# Document section
Background. We examined whether a high-dose inactivated influenza vaccine was more efficacious in preventing hospitalizations than a standard-dose vaccine in the Veterans Health Administration (VHA) senior population.
Methods. This study estimated the relative vaccine effectiveness (rVE) of high dose versus standard dose using a retrospective cohort of VHA patients 65 years of age or older in the 2015-2016 influenza season. To adjust for measured confounders, we matched each high-dose recipient with up to 4 standard-dose recipients vaccinated at the same location within a 2-week period and having 2 or more pre-existing medical comorbidities. We used the previous event rate ratio method (PERR), a type of difference-in-differences analysis, to adjust for unmeasured confounders.
Results. We evaluated 104 965 standard-dose and 125 776 high-dose recipients; matching decreased the population to 49 091 standard-dose and 24 682 high-dose recipients. The matched, PERR-adjusted rVE was 25% (95% confidence interval [CI], 2%-43%) against influenza-or pneumonia-associated hospitalization, 7% (95% CI, -2% to 14%) against all-cause hospitalization, 14% (95% CI, -8% to 32%) against influenza-or pneumonia-associated outpatient visit, 5% (95% CI, 2%-8%) against all-cause outpatient visit, and 38% (95% CI, -5% to 65%) against laboratory-confirmed influenza.
Conclusions. In protecting senior VHA patients against influenza-or pneumonia-associated hospitalization, a high-dose influenza vaccine is more effective than a standard-dose vaccine.

# Information shown
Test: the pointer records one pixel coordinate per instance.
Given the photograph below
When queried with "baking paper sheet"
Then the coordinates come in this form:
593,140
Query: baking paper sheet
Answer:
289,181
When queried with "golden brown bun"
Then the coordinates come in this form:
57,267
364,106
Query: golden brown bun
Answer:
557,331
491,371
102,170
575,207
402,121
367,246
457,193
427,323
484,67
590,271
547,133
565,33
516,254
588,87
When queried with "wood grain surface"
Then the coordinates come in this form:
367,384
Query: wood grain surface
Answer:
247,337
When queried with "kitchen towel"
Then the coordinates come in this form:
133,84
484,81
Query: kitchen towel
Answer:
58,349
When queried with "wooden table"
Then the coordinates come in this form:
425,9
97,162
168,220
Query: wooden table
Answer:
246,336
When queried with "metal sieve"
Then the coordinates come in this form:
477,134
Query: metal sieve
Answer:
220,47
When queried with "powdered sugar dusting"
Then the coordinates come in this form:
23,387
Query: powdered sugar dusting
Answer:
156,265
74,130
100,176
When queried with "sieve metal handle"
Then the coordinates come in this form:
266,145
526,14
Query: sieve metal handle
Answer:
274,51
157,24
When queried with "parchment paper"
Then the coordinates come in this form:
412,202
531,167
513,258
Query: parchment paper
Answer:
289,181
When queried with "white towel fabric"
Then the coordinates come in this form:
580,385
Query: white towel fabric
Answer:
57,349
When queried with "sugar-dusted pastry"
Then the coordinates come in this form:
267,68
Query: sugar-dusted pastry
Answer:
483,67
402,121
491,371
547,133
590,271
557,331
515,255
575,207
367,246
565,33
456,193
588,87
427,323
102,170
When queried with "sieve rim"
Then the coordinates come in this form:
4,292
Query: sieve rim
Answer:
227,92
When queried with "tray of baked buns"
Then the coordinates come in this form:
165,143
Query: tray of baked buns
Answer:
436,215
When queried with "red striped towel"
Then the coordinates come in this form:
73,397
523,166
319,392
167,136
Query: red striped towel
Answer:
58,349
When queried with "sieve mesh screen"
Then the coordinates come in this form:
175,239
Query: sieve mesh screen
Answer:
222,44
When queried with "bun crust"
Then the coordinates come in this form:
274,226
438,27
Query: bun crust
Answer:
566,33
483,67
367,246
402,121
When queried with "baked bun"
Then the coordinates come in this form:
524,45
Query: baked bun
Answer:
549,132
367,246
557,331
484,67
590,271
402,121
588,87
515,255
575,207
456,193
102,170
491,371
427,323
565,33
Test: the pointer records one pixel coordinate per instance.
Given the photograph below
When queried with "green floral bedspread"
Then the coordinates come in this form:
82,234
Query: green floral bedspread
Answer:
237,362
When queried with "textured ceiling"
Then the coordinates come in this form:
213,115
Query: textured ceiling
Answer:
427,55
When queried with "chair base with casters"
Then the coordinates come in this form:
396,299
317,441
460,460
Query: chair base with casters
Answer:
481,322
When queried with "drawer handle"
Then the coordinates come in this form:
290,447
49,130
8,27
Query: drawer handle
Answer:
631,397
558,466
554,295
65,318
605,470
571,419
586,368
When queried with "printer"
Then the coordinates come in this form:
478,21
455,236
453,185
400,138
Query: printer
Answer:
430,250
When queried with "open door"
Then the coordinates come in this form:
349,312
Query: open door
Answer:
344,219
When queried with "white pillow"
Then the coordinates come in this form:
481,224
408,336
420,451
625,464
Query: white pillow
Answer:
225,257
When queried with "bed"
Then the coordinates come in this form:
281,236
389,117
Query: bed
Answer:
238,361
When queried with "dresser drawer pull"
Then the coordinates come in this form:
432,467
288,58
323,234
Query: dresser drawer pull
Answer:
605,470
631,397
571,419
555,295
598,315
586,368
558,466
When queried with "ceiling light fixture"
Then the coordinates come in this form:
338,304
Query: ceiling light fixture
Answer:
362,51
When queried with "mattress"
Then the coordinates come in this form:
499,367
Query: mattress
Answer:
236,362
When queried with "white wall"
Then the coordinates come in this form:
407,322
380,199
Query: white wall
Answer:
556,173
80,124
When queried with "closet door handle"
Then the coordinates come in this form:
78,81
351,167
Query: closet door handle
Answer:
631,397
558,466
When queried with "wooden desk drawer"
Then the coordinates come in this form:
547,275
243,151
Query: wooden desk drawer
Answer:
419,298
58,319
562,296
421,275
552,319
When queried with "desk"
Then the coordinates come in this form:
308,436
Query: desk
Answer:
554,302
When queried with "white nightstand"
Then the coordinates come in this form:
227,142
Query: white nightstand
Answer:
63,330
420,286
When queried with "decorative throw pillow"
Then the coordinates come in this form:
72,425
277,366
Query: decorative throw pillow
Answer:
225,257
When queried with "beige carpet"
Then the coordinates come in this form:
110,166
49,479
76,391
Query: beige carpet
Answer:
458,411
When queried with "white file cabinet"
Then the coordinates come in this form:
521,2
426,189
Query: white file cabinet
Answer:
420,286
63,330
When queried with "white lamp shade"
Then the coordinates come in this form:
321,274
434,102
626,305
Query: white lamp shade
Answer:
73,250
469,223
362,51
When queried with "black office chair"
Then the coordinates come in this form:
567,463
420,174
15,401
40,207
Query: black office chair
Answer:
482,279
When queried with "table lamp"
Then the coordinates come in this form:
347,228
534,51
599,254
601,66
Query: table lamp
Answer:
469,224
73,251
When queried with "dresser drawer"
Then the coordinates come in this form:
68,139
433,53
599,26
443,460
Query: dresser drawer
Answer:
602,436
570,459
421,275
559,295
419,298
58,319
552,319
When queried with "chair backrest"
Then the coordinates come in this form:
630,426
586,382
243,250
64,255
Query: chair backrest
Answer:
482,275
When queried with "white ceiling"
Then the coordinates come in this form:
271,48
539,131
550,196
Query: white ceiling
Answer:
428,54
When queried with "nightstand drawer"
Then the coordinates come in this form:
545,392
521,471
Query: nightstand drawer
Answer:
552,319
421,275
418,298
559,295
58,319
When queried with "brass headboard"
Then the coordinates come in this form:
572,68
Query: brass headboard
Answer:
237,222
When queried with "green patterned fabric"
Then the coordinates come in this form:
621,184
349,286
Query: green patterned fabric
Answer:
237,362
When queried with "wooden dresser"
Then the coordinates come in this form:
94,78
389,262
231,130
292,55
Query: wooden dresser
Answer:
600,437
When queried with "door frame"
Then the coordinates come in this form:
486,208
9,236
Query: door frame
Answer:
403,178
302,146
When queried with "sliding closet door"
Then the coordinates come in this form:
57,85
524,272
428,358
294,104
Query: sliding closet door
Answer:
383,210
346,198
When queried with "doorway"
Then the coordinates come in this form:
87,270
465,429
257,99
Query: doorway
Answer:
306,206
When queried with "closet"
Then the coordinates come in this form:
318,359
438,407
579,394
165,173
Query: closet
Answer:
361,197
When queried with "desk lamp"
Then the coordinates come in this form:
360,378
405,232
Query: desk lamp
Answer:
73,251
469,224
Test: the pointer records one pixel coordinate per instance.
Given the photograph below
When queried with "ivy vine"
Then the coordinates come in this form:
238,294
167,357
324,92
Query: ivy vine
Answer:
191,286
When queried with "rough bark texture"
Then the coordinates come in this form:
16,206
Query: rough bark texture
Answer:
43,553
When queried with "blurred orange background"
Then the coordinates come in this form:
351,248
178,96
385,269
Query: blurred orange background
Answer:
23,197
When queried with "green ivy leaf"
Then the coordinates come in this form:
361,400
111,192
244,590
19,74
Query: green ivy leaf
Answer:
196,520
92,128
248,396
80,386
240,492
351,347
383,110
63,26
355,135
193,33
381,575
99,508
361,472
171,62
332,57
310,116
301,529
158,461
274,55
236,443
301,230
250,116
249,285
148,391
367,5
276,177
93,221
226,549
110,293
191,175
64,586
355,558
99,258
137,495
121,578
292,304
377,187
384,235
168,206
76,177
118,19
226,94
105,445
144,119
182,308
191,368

# Task requirements
A – Copy the part of the vaccine study abstract that opens with the words containing "Results. We evaluated" and closes with "against laboratory-confirmed influenza.", swapping "laboratory-confirmed influenza" for "lab-confirmed influenza".
B – According to the vaccine study abstract, why did the researchers match each high-dose recipient with standard-dose recipients, and why did they use the previous event rate ratio method?
The records have no connection to the vaccine study abstract.

# Solutions in order
A –
Results. We evaluated 104 965 standard-dose and 125 776 high-dose recipients; matching decreased the population to 49 091 standard-dose and 24 682 high-dose recipients. The matched, PERR-adjusted rVE was 25% (95% confidence interval [CI], 2%-43%) against influenza-or pneumonia-associated hospitalization, 7% (95% CI, -2% to 14%) against all-cause hospitalization, 14% (95% CI, -8% to 32%) against influenza-or pneumonia-associated outpatient visit, 5% (95% CI, 2%-8%) against all-cause outpatient visit, and 38% (95% CI, -5% to 65%) against lab-confirmed influenza.

B – They matched each high-dose recipient with up to 4 standard-dose recipients to adjust for measured confounders. They used the previous event rate ratio method, a type of difference-in-differences analysis, to adjust for unmeasured confounders.